Data-Intensive Distributed Computing

Note that there separate sets of assignments for CS 451/651 and CS 431/631. Make sure you work on the correct asssignments!

CS 451/651 Assignments

Assignment 4 due 2:30pm February 27

For this assignment, you will be working in the same repo as before, except that everything should go into the package namespace ca.uwaterloo.cs451.a4.

Begin by taking the time to understand the PageRank reference implementation in Bespin (particularly RunPageRankBasic). For this assignment, you are going to implement multiple-source personalized PageRank. As we discussed in class, personalized PageRank is different from ordinary PageRank in a few respects:

There is the notion of a source node, which is what we're computing the personalization with respect to.
When initializing PageRank, instead of a uniform distribution across all nodes, the source node gets a mass of one and every other node gets a mass of zero.
Whenever the model makes a random jump, the random jump is always back to the source node; this is unlike in ordinary PageRank, where there is an equal probability of jumping to any node.
· · · ·
#### [WORK TO DO]
A – Copy the PageRank assignment text starting at "Begin by taking" and ending at "to any node.", changing "source node" to "seed node" throughout.
B – Write the next part of the PageRank assignment text, picking up after its final sentence.
The data that comes next has no connection to the assignment text.
· · · ·
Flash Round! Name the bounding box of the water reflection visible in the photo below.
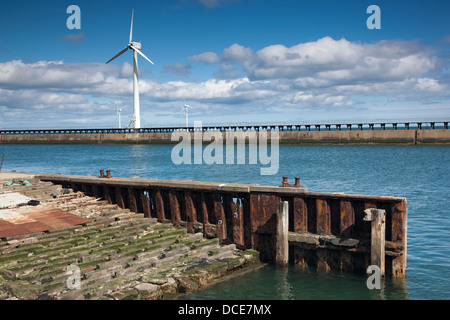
[180,265,408,300]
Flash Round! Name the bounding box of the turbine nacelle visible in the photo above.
[106,10,154,129]
[128,42,142,50]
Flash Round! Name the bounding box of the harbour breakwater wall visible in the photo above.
[0,129,450,145]
[35,170,407,277]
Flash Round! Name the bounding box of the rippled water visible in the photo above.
[0,145,450,299]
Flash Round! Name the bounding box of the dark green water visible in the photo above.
[0,145,450,300]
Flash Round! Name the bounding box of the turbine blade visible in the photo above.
[131,45,154,65]
[106,46,128,63]
[129,9,134,43]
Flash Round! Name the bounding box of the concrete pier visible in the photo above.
[0,172,263,300]
[0,120,450,145]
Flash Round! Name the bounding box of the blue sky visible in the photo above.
[0,0,450,128]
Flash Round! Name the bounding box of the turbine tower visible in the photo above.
[106,9,154,129]
[180,98,195,131]
[116,107,122,129]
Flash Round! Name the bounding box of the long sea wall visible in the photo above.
[0,129,450,145]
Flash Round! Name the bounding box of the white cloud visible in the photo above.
[188,52,220,64]
[0,37,450,127]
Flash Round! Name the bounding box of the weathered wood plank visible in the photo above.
[153,190,166,222]
[316,199,331,234]
[114,187,126,209]
[275,201,289,265]
[168,190,181,228]
[141,194,151,218]
[292,197,308,232]
[339,200,355,237]
[127,188,138,213]
[184,191,197,233]
[213,193,227,243]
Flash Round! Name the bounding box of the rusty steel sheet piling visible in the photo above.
[36,170,407,277]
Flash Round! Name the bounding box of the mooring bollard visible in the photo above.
[364,208,386,277]
[275,201,289,266]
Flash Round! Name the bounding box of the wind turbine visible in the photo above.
[116,107,122,129]
[180,98,195,131]
[106,9,154,129]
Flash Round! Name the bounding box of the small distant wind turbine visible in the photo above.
[180,98,195,131]
[116,107,122,129]
[106,9,154,129]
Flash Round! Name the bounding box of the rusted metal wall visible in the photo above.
[40,175,407,277]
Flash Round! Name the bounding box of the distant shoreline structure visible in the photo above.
[0,119,450,145]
· · · ·
#### [EXPECTED OUTPUTS]
A –
Begin by taking the time to understand the PageRank reference implementation in Bespin (particularly RunPageRankBasic). For this assignment, you are going to implement multiple-source personalized PageRank. As we discussed in class, personalized PageRank is different from ordinary PageRank in a few respects:

There is the notion of a seed node, which is what we're computing the personalization with respect to.
When initializing PageRank, instead of a uniform distribution across all nodes, the seed node gets a mass of one and every other node gets a mass of zero.
Whenever the model makes a random jump, the random jump is always back to the seed node; this is unlike in ordinary PageRank, where there is an equal probability of jumping to any node.

B –
All mass lost in the dangling nodes are put back into the source node; this is unlike in ordinary PageRank, where the missing mass is evenly distributed across all nodes.

Here are some publications about personalized PageRank if you're interested. They're just provided for background; neither is necessary for completing the assignment.

Daniel Fogaras, Balazs Racz, Karoly Csalogany, and Tamas Sarlos. (2005) Towards Scaling Fully Personalized PageRank: Algorithms, Lower Bounds, and Experiments. Internet Mathematics, 2(3):333-358.
Bahman Bahmani, Abdur Chowdhury, and Ashish Goel. (2010) Fast Incremental and Personalized PageRank. Proceedings of the 36th International Conference on Very Large Data Bases (VLDB 2010).

Your implementation is going to run multiple personalized PageRank computations in parallel, one with respect to each source. The sources will be specified on the command line. This means that each PageRank node object (i.e., Writable) is going to contain an array of PageRank values.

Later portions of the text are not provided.